PROBLEM STATEMENT
Please copy out the entries below exactly, beginning with the line that contains "Find a point on every instance of the lion's front" and ending with the line that contains "Find a point on every instance of the dark shadow", and include nothing outside that span.

Region pointing data
+ + +

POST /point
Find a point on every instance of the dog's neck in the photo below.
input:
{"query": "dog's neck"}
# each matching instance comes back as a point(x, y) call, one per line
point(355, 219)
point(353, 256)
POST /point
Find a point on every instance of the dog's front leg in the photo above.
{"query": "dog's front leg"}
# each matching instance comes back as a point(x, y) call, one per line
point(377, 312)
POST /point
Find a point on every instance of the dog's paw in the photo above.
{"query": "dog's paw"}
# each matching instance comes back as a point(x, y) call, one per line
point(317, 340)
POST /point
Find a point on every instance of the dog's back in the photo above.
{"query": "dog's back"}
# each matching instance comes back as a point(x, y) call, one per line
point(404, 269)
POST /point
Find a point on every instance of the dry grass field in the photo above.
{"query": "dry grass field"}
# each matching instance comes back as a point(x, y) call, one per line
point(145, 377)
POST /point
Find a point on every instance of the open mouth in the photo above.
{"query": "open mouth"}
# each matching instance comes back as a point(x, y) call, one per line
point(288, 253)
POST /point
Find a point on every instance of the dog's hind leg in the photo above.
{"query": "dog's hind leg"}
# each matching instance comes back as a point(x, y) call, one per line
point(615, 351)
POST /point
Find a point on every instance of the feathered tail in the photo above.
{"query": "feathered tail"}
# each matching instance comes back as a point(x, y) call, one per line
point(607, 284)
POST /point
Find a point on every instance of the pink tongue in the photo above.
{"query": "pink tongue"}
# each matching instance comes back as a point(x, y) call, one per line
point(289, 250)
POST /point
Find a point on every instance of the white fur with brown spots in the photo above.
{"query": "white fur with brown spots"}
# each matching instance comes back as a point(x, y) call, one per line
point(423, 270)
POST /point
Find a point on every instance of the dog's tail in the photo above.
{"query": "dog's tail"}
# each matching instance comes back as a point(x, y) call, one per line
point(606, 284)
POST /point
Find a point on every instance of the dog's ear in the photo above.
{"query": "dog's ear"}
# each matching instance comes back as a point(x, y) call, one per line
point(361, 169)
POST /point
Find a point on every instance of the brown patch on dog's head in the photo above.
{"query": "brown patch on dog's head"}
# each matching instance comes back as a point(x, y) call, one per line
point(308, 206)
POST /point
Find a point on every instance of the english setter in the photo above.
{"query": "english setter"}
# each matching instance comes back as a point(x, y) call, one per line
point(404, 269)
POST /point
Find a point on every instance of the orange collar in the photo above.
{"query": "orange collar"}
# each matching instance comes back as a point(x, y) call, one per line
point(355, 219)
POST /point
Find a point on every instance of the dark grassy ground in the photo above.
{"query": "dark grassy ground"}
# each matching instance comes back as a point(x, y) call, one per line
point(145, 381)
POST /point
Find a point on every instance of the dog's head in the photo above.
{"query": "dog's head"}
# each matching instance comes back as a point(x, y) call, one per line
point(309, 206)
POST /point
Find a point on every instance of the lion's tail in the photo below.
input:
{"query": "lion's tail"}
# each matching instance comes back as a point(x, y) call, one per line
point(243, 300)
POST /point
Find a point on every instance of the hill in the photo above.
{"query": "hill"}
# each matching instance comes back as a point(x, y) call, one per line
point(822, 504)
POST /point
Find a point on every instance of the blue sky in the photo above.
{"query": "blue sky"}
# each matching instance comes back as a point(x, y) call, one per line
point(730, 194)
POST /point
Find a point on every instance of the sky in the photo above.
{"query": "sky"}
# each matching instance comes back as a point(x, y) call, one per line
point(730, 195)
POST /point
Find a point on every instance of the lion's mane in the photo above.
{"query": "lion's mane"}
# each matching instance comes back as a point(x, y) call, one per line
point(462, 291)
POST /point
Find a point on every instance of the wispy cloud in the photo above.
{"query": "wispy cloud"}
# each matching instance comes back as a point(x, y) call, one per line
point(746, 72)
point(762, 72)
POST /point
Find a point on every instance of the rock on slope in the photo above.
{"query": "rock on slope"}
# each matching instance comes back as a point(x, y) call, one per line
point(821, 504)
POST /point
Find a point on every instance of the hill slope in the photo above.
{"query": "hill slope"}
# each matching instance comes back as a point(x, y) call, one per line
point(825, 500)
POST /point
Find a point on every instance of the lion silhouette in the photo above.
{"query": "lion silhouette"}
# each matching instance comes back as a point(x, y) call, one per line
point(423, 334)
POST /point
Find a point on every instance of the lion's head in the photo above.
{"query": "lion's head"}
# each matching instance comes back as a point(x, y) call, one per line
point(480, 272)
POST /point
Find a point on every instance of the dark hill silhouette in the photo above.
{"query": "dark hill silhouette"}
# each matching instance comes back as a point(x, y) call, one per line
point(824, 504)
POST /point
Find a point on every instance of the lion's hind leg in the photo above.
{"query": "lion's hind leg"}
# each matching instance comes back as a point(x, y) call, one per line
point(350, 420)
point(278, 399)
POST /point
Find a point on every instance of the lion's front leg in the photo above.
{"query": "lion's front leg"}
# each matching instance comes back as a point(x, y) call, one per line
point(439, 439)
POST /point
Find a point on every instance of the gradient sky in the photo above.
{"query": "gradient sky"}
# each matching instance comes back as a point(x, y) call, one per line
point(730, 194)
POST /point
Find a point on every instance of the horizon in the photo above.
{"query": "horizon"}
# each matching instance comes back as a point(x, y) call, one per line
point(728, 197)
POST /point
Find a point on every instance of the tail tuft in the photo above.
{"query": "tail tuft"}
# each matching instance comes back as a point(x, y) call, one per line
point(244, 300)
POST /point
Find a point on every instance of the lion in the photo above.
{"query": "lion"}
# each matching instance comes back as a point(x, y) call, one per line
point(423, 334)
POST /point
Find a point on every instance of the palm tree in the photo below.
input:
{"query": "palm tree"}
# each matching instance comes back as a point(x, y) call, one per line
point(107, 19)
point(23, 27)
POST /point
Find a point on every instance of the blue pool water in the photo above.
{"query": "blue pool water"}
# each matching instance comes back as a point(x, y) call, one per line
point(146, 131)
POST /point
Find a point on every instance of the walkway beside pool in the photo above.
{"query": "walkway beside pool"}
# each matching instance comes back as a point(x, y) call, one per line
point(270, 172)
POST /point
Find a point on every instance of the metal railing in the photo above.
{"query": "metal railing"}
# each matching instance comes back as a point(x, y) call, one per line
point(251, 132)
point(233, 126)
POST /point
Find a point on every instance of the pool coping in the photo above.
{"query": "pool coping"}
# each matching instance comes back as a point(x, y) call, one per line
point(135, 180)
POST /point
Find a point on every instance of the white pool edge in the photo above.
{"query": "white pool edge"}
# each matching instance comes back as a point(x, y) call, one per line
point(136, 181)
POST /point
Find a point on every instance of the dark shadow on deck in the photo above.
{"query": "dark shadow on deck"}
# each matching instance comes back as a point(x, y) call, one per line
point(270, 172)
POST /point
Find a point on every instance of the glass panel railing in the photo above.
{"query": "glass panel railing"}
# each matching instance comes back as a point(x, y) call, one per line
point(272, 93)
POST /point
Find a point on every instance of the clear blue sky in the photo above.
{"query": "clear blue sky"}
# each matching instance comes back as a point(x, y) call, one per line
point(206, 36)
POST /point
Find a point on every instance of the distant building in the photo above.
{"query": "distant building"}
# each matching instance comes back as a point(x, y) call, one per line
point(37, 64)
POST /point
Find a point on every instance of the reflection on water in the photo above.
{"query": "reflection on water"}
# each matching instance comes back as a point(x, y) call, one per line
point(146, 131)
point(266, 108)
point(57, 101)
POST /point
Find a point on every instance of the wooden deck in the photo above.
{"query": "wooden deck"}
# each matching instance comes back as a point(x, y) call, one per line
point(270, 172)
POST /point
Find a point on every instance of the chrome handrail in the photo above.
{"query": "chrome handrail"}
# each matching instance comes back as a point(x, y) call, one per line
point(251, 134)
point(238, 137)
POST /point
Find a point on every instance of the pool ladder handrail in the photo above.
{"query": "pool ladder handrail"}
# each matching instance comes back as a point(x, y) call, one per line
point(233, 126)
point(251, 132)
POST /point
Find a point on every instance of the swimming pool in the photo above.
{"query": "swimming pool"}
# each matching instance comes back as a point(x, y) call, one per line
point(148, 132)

+ + +

SOLUTION TO THE PROBLEM
Find a point on every instance of the lion's front leg in the photo above.
{"query": "lion's front leg"}
# each matching instance comes back as a point(x, y) call, one per line
point(439, 439)
POST /point
Find a point on every instance of the gradient sky in the photo above.
{"query": "gradient sky"}
# each matching instance comes back as a point(x, y) call, one per line
point(730, 194)
POST /point
Find a point on every instance of the horizon in the photo above.
{"query": "horizon"}
# each matching instance comes back as a point(x, y) call, one per line
point(728, 197)
POST /point
Find a point on every instance of the tail tuft in the photo above.
{"query": "tail tuft"}
# each matching instance comes back as a point(x, y) call, one per line
point(244, 300)
POST /point
Find a point on every instance of the lion in the photo above.
{"query": "lion"}
# each matching instance comes back as a point(x, y) call, one per line
point(423, 334)
POST /point
Find a point on every instance of the palm tree in the photo below.
input:
{"query": "palm tree"}
# each matching instance comes back as a point(x, y) call, one per line
point(107, 19)
point(23, 27)
POST /point
Find a point on every instance of the blue pool water in the photo above.
{"query": "blue pool water"}
# each matching instance comes back as a point(x, y) call, one per line
point(146, 131)
POST /point
Find a point on every instance of the walkway beside pool in the photo above.
{"query": "walkway beside pool"}
# each matching instance comes back as a point(x, y) call, one per line
point(270, 172)
POST /point
Find a point on every instance of the metal railing in the photo above.
{"query": "metal railing"}
# each matching instance comes back as a point(x, y) call, one per line
point(251, 132)
point(233, 126)
POST /point
Find a point on every instance of the pool coping in the photo above.
{"query": "pool coping"}
# each matching instance comes back as a point(x, y) call, one per line
point(135, 180)
POST /point
Find a point on every instance of the white pool edge in the photo above.
{"query": "white pool edge"}
# each matching instance comes back as a point(x, y) call, one per line
point(136, 181)
POST /point
Find a point on every instance of the dark shadow on deck in the photo above.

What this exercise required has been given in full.